#### 과제 목표
기록의 처음부터 "point(534, 387)"가 들어 있는 줄까지의 구간을 양 끝 줄을 포함해, 빈 줄은 빼고 한 줄마다 문자열 하나씩 담은 JSON 목록으로 출력해 주세요.

#### 데이터
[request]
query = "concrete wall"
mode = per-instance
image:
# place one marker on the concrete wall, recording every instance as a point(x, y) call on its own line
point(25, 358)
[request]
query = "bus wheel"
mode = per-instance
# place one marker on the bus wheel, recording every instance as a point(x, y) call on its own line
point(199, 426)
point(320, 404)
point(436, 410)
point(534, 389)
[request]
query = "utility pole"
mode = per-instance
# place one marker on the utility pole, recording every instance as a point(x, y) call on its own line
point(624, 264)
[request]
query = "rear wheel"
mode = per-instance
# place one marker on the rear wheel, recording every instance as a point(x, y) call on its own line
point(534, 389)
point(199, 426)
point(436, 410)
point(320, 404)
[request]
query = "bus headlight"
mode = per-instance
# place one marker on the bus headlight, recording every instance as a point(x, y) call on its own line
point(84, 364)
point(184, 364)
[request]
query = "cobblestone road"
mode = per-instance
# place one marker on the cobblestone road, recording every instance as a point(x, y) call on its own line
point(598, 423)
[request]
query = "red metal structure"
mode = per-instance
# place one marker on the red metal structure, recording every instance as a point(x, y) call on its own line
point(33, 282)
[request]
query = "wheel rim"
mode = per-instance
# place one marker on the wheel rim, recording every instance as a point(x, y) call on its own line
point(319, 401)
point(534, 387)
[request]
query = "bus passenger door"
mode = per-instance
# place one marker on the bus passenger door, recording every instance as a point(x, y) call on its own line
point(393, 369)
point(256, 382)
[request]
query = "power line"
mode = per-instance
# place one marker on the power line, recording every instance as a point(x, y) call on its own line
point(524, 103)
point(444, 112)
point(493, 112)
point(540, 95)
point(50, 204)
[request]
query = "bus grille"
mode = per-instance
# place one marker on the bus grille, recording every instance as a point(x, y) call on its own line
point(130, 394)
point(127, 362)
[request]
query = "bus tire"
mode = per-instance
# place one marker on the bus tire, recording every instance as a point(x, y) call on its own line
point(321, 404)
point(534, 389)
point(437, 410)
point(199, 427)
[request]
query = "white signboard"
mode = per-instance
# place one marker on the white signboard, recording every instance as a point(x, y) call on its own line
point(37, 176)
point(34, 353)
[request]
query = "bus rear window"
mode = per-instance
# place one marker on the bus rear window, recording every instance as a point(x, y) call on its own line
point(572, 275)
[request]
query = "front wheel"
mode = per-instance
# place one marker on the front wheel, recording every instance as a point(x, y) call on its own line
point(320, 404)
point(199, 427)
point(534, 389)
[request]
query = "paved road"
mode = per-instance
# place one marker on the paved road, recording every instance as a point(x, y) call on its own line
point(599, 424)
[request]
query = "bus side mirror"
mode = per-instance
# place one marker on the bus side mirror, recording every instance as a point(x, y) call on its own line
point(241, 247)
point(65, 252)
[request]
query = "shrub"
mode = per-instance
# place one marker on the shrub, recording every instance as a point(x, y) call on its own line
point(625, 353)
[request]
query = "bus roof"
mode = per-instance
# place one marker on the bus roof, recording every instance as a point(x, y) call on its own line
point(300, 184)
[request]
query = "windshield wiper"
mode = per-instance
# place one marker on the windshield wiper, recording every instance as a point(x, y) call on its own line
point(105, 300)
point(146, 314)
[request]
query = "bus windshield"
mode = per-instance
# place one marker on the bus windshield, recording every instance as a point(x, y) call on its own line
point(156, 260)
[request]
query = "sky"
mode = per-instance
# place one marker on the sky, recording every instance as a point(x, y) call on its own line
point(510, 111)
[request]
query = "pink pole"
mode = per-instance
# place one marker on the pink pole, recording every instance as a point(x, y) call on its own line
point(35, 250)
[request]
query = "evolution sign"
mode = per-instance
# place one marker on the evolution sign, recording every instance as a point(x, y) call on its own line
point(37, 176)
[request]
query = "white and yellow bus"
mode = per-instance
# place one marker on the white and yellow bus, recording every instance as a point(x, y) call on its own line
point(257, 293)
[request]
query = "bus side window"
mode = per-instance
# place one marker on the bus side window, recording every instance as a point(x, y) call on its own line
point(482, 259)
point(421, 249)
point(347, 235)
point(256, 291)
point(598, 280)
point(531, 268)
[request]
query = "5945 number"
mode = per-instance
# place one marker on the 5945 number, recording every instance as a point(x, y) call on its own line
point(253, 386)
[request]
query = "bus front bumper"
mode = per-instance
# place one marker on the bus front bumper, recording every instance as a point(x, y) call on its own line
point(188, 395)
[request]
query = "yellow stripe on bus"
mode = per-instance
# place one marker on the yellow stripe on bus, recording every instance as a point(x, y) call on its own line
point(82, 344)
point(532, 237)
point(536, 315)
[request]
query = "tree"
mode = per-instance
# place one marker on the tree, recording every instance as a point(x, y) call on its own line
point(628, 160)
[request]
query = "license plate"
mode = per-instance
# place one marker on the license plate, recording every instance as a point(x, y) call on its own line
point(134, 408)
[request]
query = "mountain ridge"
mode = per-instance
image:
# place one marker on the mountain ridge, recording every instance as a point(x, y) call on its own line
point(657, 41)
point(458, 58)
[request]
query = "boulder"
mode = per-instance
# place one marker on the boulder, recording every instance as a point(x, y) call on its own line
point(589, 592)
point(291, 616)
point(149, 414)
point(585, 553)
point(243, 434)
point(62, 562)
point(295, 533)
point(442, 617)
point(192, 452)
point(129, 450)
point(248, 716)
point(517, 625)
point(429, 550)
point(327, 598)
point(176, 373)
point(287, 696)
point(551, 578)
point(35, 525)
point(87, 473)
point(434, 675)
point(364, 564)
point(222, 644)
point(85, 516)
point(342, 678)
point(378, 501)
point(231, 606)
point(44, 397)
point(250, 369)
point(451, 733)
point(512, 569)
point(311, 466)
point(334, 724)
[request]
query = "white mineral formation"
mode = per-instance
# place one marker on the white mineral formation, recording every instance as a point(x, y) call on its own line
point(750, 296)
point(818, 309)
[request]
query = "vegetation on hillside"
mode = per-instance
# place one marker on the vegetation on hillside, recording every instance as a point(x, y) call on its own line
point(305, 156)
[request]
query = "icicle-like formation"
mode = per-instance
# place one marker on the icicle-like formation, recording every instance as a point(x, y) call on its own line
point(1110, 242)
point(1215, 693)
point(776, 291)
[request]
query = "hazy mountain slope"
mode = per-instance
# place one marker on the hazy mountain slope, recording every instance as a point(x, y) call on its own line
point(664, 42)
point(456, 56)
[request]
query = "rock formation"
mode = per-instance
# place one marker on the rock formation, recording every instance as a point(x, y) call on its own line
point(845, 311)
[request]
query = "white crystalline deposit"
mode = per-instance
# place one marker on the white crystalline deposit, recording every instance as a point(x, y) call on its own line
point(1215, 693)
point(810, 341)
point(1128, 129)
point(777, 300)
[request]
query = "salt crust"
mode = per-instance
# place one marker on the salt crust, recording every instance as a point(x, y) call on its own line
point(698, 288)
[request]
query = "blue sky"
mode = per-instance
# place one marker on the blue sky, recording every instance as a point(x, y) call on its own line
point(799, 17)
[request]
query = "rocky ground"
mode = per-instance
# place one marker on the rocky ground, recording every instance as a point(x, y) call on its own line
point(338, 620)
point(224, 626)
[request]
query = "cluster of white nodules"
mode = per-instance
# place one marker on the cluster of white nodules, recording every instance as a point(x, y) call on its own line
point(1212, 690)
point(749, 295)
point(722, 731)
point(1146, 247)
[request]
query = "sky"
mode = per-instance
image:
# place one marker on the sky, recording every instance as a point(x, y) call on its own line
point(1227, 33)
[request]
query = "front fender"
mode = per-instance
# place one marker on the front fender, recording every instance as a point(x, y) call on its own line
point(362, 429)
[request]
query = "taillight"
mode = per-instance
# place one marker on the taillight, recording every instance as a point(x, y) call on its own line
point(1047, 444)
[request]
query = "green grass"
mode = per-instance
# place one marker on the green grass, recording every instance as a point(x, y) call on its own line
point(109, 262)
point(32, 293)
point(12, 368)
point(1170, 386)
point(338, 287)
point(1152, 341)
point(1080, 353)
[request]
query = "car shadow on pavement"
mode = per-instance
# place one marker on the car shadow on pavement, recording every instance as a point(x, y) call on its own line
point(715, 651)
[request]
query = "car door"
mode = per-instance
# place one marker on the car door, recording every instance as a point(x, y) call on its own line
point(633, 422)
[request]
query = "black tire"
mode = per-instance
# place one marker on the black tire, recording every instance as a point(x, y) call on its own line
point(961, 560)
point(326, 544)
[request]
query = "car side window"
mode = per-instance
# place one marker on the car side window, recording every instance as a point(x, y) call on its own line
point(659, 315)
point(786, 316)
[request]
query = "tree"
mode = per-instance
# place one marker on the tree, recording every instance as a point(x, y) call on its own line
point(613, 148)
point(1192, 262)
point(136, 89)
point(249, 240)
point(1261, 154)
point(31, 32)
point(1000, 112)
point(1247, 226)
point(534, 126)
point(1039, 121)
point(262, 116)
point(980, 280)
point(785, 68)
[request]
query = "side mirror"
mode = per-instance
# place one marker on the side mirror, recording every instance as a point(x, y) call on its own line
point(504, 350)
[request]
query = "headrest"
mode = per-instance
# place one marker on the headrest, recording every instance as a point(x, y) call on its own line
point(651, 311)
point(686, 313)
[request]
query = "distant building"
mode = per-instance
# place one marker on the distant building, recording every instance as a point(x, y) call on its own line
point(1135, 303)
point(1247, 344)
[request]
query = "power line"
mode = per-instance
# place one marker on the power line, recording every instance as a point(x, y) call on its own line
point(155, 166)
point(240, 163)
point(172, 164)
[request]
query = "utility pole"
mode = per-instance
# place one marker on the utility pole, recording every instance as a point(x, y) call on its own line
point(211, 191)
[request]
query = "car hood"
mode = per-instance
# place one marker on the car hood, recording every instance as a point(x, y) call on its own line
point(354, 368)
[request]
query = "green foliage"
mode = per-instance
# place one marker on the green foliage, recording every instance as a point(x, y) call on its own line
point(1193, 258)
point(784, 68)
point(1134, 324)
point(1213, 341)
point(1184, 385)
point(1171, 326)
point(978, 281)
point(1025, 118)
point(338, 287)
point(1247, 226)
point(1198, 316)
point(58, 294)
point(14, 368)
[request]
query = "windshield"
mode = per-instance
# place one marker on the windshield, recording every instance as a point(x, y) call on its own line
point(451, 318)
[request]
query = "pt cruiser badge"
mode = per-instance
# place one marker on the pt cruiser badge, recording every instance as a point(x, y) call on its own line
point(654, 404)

#### 응답
[
  "[request]",
  "query = \"concrete wall\"",
  "mode = per-instance",
  "image:",
  "# place one marker on the concrete wall, recording every instance as a point(x, y) call on its own line",
  "point(25, 358)",
  "[request]",
  "query = \"bus wheel\"",
  "mode = per-instance",
  "# place one marker on the bus wheel, recording every instance as a point(x, y) call on its own line",
  "point(199, 426)",
  "point(320, 404)",
  "point(436, 410)",
  "point(534, 389)",
  "[request]",
  "query = \"utility pole\"",
  "mode = per-instance",
  "# place one marker on the utility pole, recording every instance as a point(x, y) call on its own line",
  "point(624, 264)",
  "[request]",
  "query = \"rear wheel\"",
  "mode = per-instance",
  "# place one marker on the rear wheel, recording every instance as a point(x, y) call on its own line",
  "point(534, 389)",
  "point(199, 426)",
  "point(436, 410)",
  "point(320, 404)",
  "[request]",
  "query = \"bus headlight\"",
  "mode = per-instance",
  "# place one marker on the bus headlight, recording every instance as a point(x, y) call on its own line",
  "point(84, 364)",
  "point(184, 364)",
  "[request]",
  "query = \"cobblestone road\"",
  "mode = per-instance",
  "# place one marker on the cobblestone road, recording every instance as a point(x, y) call on its own line",
  "point(598, 423)",
  "[request]",
  "query = \"red metal structure\"",
  "mode = per-instance",
  "# place one marker on the red metal structure, recording every instance as a point(x, y) call on its own line",
  "point(33, 282)",
  "[request]",
  "query = \"wheel rim\"",
  "mode = per-instance",
  "# place one marker on the wheel rim, recording every instance as a point(x, y) call on its own line",
  "point(319, 401)",
  "point(534, 387)"
]